---------- Supplied information ----------

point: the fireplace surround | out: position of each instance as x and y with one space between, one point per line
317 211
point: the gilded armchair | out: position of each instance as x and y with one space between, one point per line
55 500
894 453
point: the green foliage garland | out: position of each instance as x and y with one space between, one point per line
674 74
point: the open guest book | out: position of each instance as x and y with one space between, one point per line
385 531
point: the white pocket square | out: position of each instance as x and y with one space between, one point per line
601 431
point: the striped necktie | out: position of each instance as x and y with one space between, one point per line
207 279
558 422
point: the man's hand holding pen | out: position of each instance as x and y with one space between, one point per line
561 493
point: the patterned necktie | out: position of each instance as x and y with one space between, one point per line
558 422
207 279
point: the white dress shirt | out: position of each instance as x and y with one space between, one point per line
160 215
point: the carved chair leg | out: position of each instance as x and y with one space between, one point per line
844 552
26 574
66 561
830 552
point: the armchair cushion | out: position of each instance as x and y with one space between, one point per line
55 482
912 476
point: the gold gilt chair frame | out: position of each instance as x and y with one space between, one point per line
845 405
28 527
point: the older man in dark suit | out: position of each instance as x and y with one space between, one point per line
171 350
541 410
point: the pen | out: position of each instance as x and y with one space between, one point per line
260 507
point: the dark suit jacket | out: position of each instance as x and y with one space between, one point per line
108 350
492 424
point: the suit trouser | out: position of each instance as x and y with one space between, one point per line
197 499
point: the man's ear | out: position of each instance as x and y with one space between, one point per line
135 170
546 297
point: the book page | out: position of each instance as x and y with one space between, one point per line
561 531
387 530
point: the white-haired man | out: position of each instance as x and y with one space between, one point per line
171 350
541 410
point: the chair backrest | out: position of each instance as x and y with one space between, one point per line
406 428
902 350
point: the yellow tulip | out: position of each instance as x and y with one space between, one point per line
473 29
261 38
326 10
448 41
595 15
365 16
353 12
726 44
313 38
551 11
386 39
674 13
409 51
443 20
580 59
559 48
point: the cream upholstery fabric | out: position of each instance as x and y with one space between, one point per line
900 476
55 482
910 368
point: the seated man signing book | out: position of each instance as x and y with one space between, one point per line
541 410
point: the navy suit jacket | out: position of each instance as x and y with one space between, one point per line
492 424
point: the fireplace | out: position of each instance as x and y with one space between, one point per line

----------

▸ Exercise goal
Please copy out verbatim the lines of the rows above, from the line containing "point: the navy" through the last line of the rows.

▸ The result
point: the navy suit jacket | out: position of each instance as x and y with one space between, one point per line
492 424
point: the fireplace | out: position of each instance as x and y with one space between, one point per line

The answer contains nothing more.